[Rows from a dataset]

■ ■ ■ ■ ■ ■ ■

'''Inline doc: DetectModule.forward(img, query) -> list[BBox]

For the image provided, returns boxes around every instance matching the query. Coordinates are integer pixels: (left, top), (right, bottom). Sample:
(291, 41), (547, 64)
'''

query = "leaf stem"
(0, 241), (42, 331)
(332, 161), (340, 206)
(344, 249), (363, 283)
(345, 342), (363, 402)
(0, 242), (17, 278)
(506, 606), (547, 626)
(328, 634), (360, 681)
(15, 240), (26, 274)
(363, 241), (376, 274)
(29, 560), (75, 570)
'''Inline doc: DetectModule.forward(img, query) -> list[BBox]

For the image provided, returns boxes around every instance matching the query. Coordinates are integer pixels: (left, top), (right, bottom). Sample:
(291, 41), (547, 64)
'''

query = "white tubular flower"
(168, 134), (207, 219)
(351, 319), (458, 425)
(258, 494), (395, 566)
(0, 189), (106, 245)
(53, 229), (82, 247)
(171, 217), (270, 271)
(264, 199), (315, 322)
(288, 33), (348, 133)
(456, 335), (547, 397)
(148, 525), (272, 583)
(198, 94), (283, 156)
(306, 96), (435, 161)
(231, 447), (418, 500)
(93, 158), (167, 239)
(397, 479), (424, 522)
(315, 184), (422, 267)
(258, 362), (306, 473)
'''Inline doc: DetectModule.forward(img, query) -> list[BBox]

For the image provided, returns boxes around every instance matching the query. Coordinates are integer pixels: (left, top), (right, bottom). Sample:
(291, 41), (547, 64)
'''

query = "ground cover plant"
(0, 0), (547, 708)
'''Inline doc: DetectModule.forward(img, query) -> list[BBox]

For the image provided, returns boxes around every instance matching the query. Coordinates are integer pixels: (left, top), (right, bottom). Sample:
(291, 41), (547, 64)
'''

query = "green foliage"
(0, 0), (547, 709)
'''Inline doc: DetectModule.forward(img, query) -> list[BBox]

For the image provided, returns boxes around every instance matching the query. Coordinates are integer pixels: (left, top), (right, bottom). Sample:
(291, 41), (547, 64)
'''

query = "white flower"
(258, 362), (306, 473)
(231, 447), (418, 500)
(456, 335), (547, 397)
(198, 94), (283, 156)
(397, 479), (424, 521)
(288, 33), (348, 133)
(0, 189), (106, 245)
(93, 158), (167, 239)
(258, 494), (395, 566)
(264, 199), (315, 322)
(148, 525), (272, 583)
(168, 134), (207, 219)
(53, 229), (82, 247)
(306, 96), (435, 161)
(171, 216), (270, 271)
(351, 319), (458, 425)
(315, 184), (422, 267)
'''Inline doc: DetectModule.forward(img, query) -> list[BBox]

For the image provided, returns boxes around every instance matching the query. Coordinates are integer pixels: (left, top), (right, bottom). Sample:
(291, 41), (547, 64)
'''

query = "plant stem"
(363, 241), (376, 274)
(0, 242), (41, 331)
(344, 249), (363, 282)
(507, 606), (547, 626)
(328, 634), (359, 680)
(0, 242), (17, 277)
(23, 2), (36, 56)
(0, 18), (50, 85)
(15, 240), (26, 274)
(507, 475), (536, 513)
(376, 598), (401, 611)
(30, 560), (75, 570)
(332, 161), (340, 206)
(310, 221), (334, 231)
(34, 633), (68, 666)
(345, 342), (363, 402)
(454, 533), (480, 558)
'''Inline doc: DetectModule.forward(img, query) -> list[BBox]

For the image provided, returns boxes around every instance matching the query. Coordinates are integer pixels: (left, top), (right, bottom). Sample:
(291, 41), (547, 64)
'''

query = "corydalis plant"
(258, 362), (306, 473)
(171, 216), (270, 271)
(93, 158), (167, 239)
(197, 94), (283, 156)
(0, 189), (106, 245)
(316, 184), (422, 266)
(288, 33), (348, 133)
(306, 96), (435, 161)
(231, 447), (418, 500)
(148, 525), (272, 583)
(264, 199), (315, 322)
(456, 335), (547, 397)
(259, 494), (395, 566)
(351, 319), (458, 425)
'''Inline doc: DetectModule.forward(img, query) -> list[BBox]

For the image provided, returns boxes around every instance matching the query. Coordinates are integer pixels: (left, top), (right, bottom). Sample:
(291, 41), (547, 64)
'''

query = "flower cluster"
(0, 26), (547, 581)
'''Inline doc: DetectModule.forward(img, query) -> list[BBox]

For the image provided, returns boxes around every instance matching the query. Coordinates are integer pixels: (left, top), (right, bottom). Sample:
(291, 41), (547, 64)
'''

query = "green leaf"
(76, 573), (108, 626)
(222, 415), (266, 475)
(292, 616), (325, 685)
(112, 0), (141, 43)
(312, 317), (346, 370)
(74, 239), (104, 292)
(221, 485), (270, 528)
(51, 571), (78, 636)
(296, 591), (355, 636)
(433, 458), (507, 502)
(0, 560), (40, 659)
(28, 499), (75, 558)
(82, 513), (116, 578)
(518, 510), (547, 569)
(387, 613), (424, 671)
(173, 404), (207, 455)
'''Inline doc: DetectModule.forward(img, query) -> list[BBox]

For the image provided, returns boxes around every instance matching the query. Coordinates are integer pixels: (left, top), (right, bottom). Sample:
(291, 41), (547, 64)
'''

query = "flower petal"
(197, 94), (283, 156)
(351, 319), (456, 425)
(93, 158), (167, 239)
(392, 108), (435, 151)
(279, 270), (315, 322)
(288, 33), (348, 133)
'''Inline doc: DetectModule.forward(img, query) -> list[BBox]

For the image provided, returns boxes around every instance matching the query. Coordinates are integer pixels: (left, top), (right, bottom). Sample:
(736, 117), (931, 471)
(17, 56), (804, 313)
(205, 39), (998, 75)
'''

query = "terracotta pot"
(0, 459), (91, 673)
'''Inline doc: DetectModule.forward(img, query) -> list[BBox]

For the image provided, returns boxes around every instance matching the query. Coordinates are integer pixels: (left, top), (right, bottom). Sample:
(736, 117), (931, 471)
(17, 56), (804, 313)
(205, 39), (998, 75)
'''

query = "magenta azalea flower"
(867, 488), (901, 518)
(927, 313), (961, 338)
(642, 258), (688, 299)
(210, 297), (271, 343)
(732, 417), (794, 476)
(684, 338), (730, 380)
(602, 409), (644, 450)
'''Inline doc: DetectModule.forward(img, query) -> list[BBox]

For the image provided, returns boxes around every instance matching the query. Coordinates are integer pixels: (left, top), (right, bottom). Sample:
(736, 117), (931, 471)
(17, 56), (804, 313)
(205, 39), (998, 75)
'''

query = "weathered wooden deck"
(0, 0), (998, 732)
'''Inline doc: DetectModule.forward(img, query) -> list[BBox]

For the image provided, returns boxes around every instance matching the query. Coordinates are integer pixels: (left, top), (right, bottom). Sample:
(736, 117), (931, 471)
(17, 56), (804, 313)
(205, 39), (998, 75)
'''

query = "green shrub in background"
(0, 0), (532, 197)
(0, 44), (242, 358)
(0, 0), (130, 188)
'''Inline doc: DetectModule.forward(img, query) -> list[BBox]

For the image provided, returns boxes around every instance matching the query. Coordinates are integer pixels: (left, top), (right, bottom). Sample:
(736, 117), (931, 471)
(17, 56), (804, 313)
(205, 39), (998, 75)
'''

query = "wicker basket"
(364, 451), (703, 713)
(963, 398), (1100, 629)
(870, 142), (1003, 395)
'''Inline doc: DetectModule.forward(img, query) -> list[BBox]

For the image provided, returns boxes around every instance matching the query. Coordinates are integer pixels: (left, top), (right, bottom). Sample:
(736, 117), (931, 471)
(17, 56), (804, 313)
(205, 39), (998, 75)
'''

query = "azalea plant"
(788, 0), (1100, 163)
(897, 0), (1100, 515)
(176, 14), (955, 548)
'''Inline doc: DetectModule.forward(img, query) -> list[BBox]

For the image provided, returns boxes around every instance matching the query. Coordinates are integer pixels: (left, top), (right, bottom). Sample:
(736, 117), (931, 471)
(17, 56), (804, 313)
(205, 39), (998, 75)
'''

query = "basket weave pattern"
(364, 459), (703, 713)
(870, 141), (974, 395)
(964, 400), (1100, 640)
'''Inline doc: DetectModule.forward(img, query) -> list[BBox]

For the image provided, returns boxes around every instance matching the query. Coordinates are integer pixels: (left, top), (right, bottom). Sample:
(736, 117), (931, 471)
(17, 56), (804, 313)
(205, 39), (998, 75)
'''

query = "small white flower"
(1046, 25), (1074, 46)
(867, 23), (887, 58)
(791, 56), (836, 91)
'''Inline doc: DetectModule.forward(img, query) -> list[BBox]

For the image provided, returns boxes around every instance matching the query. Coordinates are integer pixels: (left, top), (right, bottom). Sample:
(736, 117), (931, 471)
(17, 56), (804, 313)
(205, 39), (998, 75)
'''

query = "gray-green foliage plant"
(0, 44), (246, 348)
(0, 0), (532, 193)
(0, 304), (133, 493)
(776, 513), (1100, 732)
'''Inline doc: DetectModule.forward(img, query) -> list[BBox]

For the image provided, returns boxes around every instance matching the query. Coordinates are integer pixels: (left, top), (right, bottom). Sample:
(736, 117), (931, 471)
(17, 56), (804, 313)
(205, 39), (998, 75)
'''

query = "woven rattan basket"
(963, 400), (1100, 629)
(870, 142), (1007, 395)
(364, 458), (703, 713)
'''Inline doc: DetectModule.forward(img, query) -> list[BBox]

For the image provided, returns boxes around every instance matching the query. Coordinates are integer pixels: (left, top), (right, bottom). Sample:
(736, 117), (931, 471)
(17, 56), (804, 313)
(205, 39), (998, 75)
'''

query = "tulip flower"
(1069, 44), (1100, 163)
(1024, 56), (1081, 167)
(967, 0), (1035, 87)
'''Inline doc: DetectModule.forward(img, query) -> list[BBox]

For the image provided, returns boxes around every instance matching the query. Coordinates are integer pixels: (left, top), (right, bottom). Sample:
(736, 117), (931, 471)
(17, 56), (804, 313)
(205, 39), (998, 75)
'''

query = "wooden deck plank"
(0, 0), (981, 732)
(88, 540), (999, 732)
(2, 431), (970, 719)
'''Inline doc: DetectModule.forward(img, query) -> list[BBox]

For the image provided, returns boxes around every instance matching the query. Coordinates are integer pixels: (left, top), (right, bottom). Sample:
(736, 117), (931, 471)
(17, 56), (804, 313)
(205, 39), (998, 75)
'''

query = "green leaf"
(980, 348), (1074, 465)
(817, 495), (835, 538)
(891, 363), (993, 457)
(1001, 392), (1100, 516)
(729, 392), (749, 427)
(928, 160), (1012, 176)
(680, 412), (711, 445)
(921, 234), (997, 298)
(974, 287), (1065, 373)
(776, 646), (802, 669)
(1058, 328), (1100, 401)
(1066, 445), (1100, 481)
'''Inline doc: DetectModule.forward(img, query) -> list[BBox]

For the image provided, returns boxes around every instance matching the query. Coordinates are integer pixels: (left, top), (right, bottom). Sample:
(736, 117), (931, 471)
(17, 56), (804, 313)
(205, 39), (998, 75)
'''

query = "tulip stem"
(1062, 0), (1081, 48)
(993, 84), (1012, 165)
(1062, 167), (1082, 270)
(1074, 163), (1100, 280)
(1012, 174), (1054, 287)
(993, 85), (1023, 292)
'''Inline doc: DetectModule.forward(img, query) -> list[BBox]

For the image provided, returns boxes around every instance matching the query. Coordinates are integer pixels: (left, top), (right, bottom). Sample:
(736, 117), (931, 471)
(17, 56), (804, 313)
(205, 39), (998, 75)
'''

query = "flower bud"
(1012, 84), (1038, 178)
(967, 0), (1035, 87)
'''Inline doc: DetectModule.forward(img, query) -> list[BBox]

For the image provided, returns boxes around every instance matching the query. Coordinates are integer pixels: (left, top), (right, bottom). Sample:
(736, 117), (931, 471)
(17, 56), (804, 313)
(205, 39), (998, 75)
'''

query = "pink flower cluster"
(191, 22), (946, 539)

■ ■ ■ ■ ■ ■ ■

• [GIVEN EXERCISE]: Copy the records from their first line through the line containing "(0, 242), (17, 278)", swapping "leaf stem" for "petiole" and leaving everything else unchanged.

• [FINAL RESULT]:
'''Inline doc: DetectModule.forward(img, query) -> list[BBox]

For the image provided, returns boxes around every instance matching the query. Coordinates are integer pixels: (left, top), (right, bottom). Sample:
(291, 41), (547, 64)
'''

query = "petiole"
(0, 241), (42, 331)
(332, 161), (340, 206)
(344, 249), (363, 283)
(345, 342), (363, 402)
(0, 242), (17, 278)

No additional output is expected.